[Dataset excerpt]

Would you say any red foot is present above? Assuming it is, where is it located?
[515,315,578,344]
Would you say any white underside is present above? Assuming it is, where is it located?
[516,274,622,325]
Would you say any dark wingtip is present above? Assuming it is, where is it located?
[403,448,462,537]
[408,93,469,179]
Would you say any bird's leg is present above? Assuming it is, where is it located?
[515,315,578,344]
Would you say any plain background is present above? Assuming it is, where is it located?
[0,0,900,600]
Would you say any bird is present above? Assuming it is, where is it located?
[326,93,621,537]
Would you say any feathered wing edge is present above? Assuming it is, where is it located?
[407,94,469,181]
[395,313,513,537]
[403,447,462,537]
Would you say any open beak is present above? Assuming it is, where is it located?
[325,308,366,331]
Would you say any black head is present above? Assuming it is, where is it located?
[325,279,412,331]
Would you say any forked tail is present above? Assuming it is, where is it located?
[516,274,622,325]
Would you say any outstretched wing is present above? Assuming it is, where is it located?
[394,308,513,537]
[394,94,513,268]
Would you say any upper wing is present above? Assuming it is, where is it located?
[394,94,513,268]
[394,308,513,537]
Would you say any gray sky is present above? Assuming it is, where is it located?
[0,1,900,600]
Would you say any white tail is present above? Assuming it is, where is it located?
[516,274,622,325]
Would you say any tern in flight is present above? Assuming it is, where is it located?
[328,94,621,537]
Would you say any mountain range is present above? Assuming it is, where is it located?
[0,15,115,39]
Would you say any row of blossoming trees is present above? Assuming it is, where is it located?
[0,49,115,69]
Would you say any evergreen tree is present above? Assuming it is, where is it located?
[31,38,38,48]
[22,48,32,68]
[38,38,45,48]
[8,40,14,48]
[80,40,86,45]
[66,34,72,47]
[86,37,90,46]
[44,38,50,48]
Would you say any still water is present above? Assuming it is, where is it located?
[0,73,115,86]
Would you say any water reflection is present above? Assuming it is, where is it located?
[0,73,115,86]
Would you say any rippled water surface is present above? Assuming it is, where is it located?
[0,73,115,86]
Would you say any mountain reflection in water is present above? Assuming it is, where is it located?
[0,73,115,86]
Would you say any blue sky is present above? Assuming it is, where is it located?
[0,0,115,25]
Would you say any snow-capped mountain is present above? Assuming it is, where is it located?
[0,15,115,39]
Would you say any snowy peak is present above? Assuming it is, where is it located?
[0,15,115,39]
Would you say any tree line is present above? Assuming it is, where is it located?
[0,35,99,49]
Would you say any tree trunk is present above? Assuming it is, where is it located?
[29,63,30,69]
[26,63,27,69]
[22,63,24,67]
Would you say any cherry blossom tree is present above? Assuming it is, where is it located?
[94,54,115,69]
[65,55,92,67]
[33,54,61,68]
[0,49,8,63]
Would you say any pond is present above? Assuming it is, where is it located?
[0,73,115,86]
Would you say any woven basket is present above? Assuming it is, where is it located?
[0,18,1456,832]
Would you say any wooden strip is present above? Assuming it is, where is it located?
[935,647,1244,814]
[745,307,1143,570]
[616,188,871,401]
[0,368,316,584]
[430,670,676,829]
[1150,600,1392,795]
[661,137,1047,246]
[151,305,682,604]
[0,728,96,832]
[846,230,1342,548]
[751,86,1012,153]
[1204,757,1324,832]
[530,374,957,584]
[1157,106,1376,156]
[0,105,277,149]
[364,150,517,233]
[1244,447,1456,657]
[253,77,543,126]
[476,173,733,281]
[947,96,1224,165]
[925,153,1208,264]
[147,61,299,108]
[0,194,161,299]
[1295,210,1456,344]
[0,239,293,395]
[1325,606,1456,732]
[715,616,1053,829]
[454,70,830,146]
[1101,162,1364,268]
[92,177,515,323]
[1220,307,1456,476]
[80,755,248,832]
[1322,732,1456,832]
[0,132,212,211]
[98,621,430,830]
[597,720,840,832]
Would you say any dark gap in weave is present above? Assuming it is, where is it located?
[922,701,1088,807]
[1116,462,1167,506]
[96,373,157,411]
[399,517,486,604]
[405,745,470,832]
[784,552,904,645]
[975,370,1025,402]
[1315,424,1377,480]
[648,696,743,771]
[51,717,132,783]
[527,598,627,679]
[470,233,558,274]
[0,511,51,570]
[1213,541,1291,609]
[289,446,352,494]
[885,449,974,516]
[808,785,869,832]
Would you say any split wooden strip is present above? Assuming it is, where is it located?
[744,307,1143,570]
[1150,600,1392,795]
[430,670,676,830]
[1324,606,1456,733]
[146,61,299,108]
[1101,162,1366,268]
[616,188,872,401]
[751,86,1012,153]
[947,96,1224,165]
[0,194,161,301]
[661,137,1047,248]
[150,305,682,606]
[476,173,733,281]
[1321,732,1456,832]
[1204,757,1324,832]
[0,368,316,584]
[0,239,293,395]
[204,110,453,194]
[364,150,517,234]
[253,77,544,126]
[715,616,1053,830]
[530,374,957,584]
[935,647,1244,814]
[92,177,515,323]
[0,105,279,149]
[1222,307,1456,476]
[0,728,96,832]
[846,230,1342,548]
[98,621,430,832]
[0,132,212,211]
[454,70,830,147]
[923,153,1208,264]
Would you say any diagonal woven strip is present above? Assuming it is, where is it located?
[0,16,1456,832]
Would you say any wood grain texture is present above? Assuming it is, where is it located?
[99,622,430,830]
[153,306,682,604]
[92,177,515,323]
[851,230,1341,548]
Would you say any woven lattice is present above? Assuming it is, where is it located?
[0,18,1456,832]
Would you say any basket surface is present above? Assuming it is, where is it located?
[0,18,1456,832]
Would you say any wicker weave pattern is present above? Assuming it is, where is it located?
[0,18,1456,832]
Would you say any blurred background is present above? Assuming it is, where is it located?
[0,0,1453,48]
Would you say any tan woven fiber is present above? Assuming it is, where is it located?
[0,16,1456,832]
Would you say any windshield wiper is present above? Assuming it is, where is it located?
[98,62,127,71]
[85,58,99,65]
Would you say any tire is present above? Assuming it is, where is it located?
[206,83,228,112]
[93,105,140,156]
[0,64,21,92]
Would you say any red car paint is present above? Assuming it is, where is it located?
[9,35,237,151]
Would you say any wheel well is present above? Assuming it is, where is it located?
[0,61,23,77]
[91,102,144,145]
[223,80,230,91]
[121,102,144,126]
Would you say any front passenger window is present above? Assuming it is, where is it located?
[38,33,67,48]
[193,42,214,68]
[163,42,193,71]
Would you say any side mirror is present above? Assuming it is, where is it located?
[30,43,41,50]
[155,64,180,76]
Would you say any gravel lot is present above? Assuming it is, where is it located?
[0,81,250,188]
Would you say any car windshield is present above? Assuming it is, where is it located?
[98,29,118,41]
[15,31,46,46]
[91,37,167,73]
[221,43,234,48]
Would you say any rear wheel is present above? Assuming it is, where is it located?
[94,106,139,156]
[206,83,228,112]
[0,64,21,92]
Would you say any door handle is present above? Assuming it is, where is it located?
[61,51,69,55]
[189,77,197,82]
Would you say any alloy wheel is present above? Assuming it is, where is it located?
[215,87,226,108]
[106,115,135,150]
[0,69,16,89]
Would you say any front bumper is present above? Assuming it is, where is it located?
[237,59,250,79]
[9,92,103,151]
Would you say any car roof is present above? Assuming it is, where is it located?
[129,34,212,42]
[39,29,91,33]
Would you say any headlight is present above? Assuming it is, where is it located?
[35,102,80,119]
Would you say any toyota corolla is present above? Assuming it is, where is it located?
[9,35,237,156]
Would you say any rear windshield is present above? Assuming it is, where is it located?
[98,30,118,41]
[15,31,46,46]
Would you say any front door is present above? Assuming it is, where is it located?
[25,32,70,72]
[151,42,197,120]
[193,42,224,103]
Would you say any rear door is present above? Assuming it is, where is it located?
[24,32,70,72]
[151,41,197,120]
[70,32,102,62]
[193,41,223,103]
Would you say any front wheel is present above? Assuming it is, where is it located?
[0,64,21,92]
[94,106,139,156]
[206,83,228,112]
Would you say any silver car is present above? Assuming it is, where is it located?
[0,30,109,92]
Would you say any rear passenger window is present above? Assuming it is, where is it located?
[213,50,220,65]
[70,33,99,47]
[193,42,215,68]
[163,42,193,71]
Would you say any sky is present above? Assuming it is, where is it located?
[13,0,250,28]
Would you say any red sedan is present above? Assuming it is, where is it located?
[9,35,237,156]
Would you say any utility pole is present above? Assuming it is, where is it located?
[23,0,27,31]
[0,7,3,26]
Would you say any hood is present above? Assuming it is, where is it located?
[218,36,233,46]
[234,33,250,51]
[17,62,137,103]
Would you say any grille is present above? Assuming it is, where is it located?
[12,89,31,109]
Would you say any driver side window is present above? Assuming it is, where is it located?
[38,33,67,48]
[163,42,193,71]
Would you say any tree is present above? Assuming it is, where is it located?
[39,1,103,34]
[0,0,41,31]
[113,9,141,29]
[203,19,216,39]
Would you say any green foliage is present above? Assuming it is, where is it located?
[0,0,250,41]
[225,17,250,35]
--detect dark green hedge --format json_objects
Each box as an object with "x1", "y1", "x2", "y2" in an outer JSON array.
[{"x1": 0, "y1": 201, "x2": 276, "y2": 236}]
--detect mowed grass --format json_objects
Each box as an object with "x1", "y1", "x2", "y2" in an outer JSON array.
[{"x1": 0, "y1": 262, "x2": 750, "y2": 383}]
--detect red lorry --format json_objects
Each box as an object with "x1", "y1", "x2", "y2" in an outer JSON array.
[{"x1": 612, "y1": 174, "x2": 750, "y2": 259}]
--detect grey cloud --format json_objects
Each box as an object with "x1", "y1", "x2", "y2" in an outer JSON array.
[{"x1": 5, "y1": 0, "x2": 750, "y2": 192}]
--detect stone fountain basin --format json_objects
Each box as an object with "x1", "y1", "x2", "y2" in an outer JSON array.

**Stated exercise:**
Rewrite the entries from the start through the line that contains "[325,308,366,331]", swapping "plain background" for "solid background" and leaving everything else the same.

**Written solution:**
Would you say any red foot is present above? Assuming it is, where is it located?
[515,315,578,344]
Would you say any white underside is present above? Assuming it is, where is it located?
[516,274,622,325]
Would you say any dark wingtip is present above? Assuming it is, where is it located?
[403,448,462,537]
[408,93,469,179]
Would you say any bird's leg is present above? Assuming it is, where is it located?
[515,315,578,344]
Would you say any solid background is present above? Assuming it is, where is it located?
[0,0,900,600]
Would you say any bird is present above? Assuming it is, where is it located?
[326,93,621,537]
Would you say any feathered wing edge is present above? Assuming it is, where is it located?
[407,94,469,181]
[395,313,513,537]
[403,447,462,537]
Would you say any open beak is present above? Assuming it is, where is it located?
[325,308,366,331]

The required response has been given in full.